**Work task 1**
Translate this sentence from the project summary into Spanish: "The authors of social media posts want to have more control over the translation of their posts."
**Work task 2**
In one to three sentences, explain why the project summary says post-authors should be given an intermediate level of control over machine translation.

PhD Dissertation Project: User-Controlled Content Translation on Social Media
Project description: This is my self-developed Ph.D. dissertation project which aims to increase control and transparency over the translation of social media posts to increase users' trust and engagement. My research advisor is Dr. Bart Knijnenburg, an associate professor in the Department of Human-Centered Computing at Clemson University. My dissertation focuses on empowering bi/multilingual post-authors with greater control over the automated machine translation (MT) of their social media posts, demonstrating my ability to design and execute end-to-end research projects. Using a mixed-methods approach—including surveys, user experiments, usability testing, and semi-structured interviews—I generate actionable sociotechnical insights through qualitative and quantitative data analysis using R, with findings presented at leading conferences such as ACL, IUI, and CSCW. My research argues that granting post-authors an intermediate level of control over MT enhances their sense of security and allows for more authentic self-expression online, rather than compelling them to modify their communication to prevent misinterpretation caused by the inaccuracies of automated MT.
Overall findings from all studies:
The authors of social media posts want to have more control over the translation of their posts.
They want to have an affordance to preview the translation and decide for each post, whether they want to share it with their audiences before publishing their post.
Compared to fully automated and fully manual translation, post-authors prefer an intermediate level of translation control provided through a combination of automated translation with an affordance to edit it if the translation fails to convey the intended meaning and sentiment of the original post.
Research methods used: Survey, Usability Testing, Semi-structured Interview
Data analysis methods used:
Quantitative: Chi-square test, t-test, ANOVA, MIMIC effect, Structural equation modeling (SEM), Confirmatory factor analysis (CFA), Correlation, Regression analysis
Qualitative: Thematic analysis
Tools used: R Studio, Mplus, Adobe XD, Figma, Qualtrics, Zoom speech-to-text transcription
Dissemination of Mis-, Dis-, Mal-information in Politics and Extremism
Project description: Under the guidance of Dr. Bart Knijnenburg, Dr. Amira Jadoon, Dr. Ayse Lokmanoglu, and Dr. Arie Perliger, I am working as a Research Assistant (RA) on a National Institute of Justice-funded project in collaboration with UMass Lowell and Clemson University’s departments of Human-Centered Computing, and Political Science, and Communication.
This project utilizes an original events-level dataset that documents real-time characteristics of disinformation-triggering political events and aims to identify how various characteristics of political events impact the nature, scope, and characteristics of extremism-related misinformation, disinformation, and malinformation (MDM).
Using social media data scraping methods, we have been collecting real-time data and designing a dashboard to visualize the real-time dissemination of MDM in politics.
We utilize computational linguistic tools for content and sentiment analysis to examine the association between the disseminated disinformation's characteristics and the dissemination pathways' structure and characteristics.

**Entries provided**
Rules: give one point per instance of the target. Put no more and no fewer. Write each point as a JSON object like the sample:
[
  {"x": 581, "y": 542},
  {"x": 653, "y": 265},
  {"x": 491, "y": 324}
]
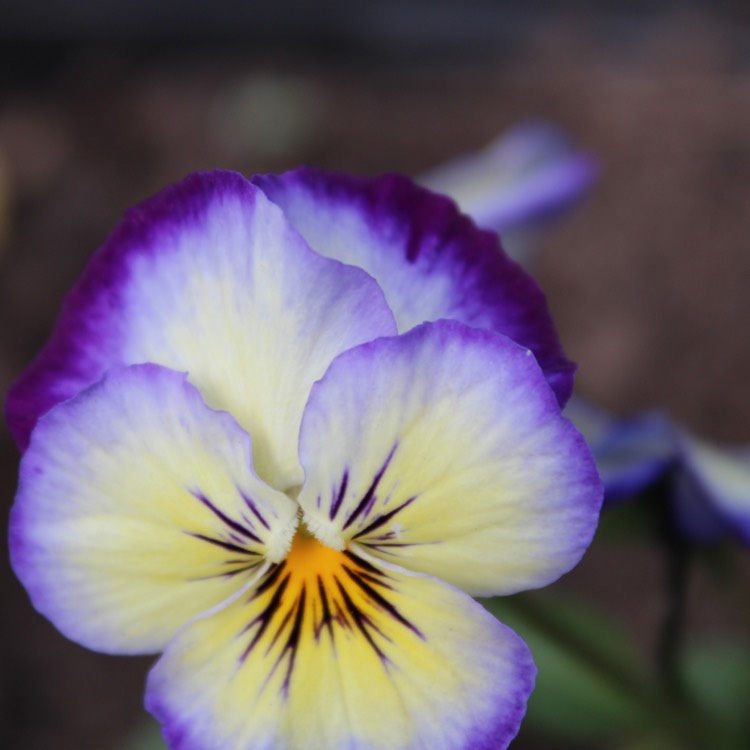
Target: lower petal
[
  {"x": 137, "y": 509},
  {"x": 333, "y": 651}
]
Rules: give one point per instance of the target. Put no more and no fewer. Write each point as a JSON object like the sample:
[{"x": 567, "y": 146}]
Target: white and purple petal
[
  {"x": 330, "y": 650},
  {"x": 712, "y": 490},
  {"x": 444, "y": 450},
  {"x": 137, "y": 509},
  {"x": 208, "y": 277},
  {"x": 631, "y": 453},
  {"x": 431, "y": 261},
  {"x": 526, "y": 176}
]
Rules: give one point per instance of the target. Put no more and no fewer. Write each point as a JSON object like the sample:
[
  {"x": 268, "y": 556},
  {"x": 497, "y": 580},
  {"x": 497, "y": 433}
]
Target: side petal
[
  {"x": 631, "y": 453},
  {"x": 138, "y": 508},
  {"x": 208, "y": 277},
  {"x": 444, "y": 450},
  {"x": 430, "y": 260},
  {"x": 331, "y": 651}
]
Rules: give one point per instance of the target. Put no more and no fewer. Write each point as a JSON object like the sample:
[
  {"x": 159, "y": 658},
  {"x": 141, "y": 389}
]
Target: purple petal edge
[
  {"x": 69, "y": 361},
  {"x": 499, "y": 294}
]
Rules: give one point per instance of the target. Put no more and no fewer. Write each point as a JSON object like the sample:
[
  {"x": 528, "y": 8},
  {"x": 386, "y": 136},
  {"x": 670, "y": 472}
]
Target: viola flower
[
  {"x": 707, "y": 487},
  {"x": 524, "y": 179},
  {"x": 245, "y": 448}
]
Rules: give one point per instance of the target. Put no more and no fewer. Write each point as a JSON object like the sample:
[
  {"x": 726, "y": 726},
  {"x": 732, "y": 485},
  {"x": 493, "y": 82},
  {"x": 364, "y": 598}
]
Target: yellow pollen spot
[{"x": 308, "y": 558}]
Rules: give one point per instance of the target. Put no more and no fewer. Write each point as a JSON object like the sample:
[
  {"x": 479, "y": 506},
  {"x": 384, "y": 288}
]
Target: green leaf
[
  {"x": 718, "y": 678},
  {"x": 591, "y": 686},
  {"x": 146, "y": 737}
]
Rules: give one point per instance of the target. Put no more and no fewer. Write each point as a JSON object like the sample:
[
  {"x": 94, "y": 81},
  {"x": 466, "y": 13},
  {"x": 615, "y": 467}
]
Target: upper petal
[
  {"x": 331, "y": 652},
  {"x": 430, "y": 260},
  {"x": 444, "y": 449},
  {"x": 209, "y": 277},
  {"x": 137, "y": 509}
]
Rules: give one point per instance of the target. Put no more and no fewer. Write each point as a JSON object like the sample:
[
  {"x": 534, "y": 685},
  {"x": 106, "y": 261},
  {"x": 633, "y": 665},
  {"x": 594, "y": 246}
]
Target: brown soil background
[{"x": 649, "y": 279}]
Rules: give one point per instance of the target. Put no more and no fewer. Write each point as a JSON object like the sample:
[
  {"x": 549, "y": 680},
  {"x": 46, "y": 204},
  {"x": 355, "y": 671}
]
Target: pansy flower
[{"x": 283, "y": 432}]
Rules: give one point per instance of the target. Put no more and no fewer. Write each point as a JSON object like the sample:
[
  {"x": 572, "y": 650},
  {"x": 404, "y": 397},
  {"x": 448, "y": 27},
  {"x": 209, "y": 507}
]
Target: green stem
[{"x": 671, "y": 633}]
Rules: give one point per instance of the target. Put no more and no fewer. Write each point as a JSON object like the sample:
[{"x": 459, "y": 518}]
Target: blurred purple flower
[
  {"x": 708, "y": 487},
  {"x": 526, "y": 177}
]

**Written response 1**
Los autores de publicaciones en redes sociales quieren tener más control sobre la traducción de sus publicaciones.

**Written response 2**
An intermediate level of control enhances post-authors' sense of security and allows more authentic self-expression online. Without it, they feel compelled to change how they communicate to prevent misinterpretation caused by inaccurate automated machine translation.